▶ _Written task_:
In the molly fry thread below, copy the passage starting at "Very interesting! Yes" and ending at "each other going.", swapping every "swords" for "platies".

▶ _Page excerpt_:

# Boy or Girl Molly Fry?



## Emilya26

I have about 25 baby Mollies. Most were born April 8th.....they are about double in size if not a little bigger as I can't quite remember how tiny they were. How can I tell if they are boys and girls? I am looking at their back fin (as you would adults) and their fins all look the same. They are all like a rounded flag like and not pointy. I may have to wait longer but HELP. I have a few friends and family members that are going to take some but I need to find out what they are first.


----------



## vreugy

Only time will tell.


----------



## coralbandit

all livebearers are born "female".That is to say they all appear to be female in the beginning.They should be starting to show now that they are 2 months old I would think?
You do know the difference in the anal fins?
Change water more often in their tank as the quickest developing male(most dominant) will excrete hormones that will either "stunt" other males or "convince " them to stay "apearing as a female as long as possible".
I have had swords that were 4 months old and "appeared " to be female until I removed the most dominant male or seperated them from the other males,and then suddenly a week or two later MALE!


----------



## Emilya26

Very interesting! Yes I know the difference in anal fins. I had no clue about the dominant male secreting stunting hormones. How often do you suggest I change the water? Will the dominant male have the male anal fin or will it look female still too?


----------



## coralbandit

They show eventually?I have hundreds of swords so I really don't keep time on them anymore,but believe it ,that "less dominant" males will attempt to hide as long as possible.It is just a matter of survival.Mollies may be a little more tolerant of each other but male swords can be one of the meanest fish to each other going.
I try to change more water on fry tanks then any other as I feed heavy and want growth to happen as quick as possible.Nothing less than 50% a week will work.I try to this 2 times a week.The size of the tank they are in is the next big factor.Fry really will grow faster in a larger tank.My fry start in a 30B(18x36),and then go right to a 75G.I can sell them as good sized fish in 2-3 moths easy.
If they are in a tank less than a 20 long then change 50% at least 2 times a week.


----------

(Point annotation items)

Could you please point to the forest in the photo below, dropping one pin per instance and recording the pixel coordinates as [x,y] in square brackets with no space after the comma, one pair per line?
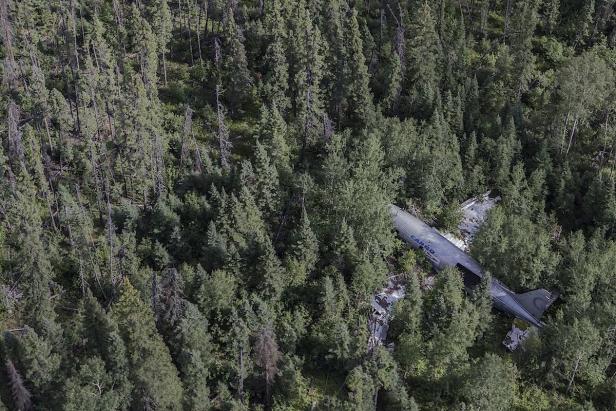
[194,202]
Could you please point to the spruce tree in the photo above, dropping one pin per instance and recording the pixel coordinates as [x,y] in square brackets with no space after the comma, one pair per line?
[153,375]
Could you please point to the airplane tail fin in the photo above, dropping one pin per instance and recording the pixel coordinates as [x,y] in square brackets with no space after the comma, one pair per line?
[537,301]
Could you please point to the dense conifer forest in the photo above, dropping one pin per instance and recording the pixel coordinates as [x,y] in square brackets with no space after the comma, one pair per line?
[194,202]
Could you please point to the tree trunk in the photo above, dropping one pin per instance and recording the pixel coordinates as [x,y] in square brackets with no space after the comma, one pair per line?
[575,122]
[577,364]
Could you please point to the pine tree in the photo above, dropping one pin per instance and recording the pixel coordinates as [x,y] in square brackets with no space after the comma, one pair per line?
[267,357]
[304,249]
[308,64]
[19,393]
[154,377]
[235,73]
[92,388]
[357,85]
[194,358]
[276,82]
[162,26]
[422,75]
[267,187]
[273,134]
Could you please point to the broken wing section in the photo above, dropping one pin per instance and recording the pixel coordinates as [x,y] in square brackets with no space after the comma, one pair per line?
[537,301]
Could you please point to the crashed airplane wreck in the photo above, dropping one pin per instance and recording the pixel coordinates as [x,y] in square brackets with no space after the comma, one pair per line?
[447,250]
[528,307]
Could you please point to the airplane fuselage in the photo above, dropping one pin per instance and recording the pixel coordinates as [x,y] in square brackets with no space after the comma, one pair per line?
[443,253]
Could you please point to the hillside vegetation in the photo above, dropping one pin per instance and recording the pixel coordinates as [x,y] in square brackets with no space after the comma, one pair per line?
[194,202]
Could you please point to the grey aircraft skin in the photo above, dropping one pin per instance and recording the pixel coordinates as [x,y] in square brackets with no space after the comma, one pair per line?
[443,253]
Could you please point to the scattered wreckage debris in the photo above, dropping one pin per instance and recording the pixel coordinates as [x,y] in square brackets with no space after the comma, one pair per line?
[474,214]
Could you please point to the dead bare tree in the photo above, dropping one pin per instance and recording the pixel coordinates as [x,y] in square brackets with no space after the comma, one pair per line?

▶ _Output for this task_:
Very interesting! Yes I know the difference in anal fins. I had no clue about the dominant male secreting stunting hormones. How often do you suggest I change the water? Will the dominant male have the male anal fin or will it look female still too?


----------



## coralbandit

They show eventually?I have hundreds of platies so I really don't keep time on them anymore,but believe it ,that "less dominant" males will attempt to hide as long as possible.It is just a matter of survival.Mollies may be a little more tolerant of each other but male platies can be one of the meanest fish to each other going.